§ **EXTRAIT DU TEXTE**
Avec Sochaux, le Progrès monte au Filet

Depuis cet été, le Progrès Niederkorn a noué un partenariat avec le FC Sochaux-Montbélliard, club de Ligue 2 en France. La collaboration entre les deux clubs prévoit notamment de se prêter des joueurs. Elias Filet et Alex Guett Guett sont les deux premiers à avoir franchi la frontière luxembourgeoise. À mi-saison, l’heure du bilan a sonné.

Avec Elias Filet, le Progrès Niederkorn a attiré dans ses rangs un gros poisson de la formation sochalienne. Élu meilleur joueur du centre de formation du FC Sochaux, le jeune attaquant de 20 ans a conclu l’exercice 2021-2022 au rang de meilleur buteur du championnat de National 3 Grand Est avec 14 buts et 1 passe décisive en 24 matchs. « Je l’avais repéré en début d’année, quand je suis allé à Sochaux », se souvient Thomas Gilgemann, président du Progrès. « J’assistais à une opposition réduite de l’équipe réserve avec Raphaël Scherrer, le coordinateur du recrutement. On avait besoin d’un attaquant de pointe et d’un défenseur central pouvant évoluer à droite. Florian Bohnert a failli partir et on voulait anticiper d’autres départs, comme Lamine Ba. J’ai tout de suite remarqué Elias et j’ai dit à Raphaël « il vient de mettre plusieurs buts lui devant là, il est vraiment pas mal ». C’est là que j’ai su que c’était le meilleur buteur du groupe en N3 ». Le Progrès a continué à suivre l’attaquant et Alex Guett Guett, polyvalent défenseur central correspondant au profil recherché. « On ne peut pas valider un transfert sur un entraînement de deux heures. »

Extraits de données de pointage

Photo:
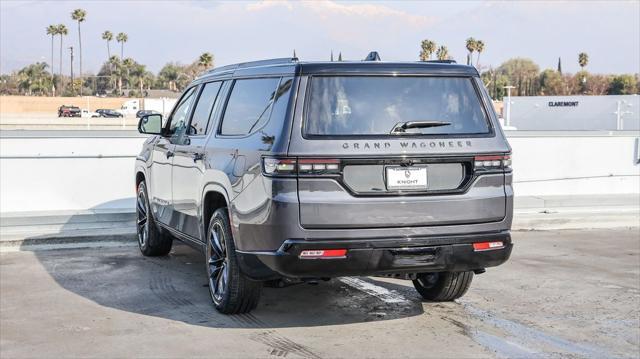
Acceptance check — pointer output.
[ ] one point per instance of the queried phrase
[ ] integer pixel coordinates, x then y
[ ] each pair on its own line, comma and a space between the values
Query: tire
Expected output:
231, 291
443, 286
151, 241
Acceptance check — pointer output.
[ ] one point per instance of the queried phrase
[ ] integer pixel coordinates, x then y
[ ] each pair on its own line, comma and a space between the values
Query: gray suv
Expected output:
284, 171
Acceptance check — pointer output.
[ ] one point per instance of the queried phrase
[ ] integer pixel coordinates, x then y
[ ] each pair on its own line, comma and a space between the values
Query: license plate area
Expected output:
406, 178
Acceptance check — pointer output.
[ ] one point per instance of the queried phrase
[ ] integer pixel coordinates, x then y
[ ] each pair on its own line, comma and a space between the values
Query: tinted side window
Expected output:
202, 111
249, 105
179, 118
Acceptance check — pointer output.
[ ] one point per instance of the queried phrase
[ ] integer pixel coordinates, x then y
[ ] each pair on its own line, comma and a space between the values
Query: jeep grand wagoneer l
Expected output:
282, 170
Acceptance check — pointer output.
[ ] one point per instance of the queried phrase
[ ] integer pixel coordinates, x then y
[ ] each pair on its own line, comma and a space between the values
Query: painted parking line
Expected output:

§ **TÂCHES À RÉALISER**
[A] Quelles personnes sont nommées dans l'article sur le partenariat entre le Progrès Niederkorn et Sochaux ? Citez-les toutes.
[B] Donnez la suite de l'article sur le partenariat entre le Progrès Niederkorn et Sochaux, à partir de sa dernière phrase.

§ **RÉPONSES PAR TÂCHE**
[A] Elias Filet, Alex Guett Guett, Thomas Gilgemann, Raphaël Scherrer, Florian Bohnert, Lamine Ba

[B]
Niederkorn, work in progress

Ce partenariat est la nouvelle étape du projet de restructuration entamé il y a cinq ans. « On voulait s’installer régulièrement dans le top 5 et disputer des matchs européens. Au bout de quatre ans, on a réalisé plusieurs transferts à l’étranger comme Marvin Martins, les frères Thill. On voit que ça fonctionne et que nos joueurs ont le niveau pour jouer dans des premières ou deuxièmes divisions européennes », explique Thomas Gilgemann. « On s’est demandé comment on pouvait aider davantage ces joueurs et ainsi élever le club. De là est née l’idée d’un partenariat pour avoir un argument supplémentaire dans notre discours au moment d’attirer des joueurs chez nous ». Le Progrès cherche alors un club selon des conditions bien précises : à 3h de route ou 300 kilomètres maximum pour respecter une logique de proximité et un club n’ayant pas de partenariat. Un agent fait la mise en relation avec Sochaux et le tour est joué. « Des clubs comme Strasbourg et Reims étaient trop hauts pour nous. Metz est proche, mais on ne les a pas trouvés plus intéressés que ça. Ils travaillent déjà avec le Racing, en plus de Seraing et Génération Foot. On voulait un club partenaire officiel. Il y a le sportif mais il y a aussi l’humain et humainement, on se ressemble. Avec Sochaux, j’ai rencontré les hauts dirigeants et j’ai senti qu’on pouvait collaborer. »

« C’est L’opportunité pour les jeunes de développer leur potentiel et de revenir au club avec un autre statut. »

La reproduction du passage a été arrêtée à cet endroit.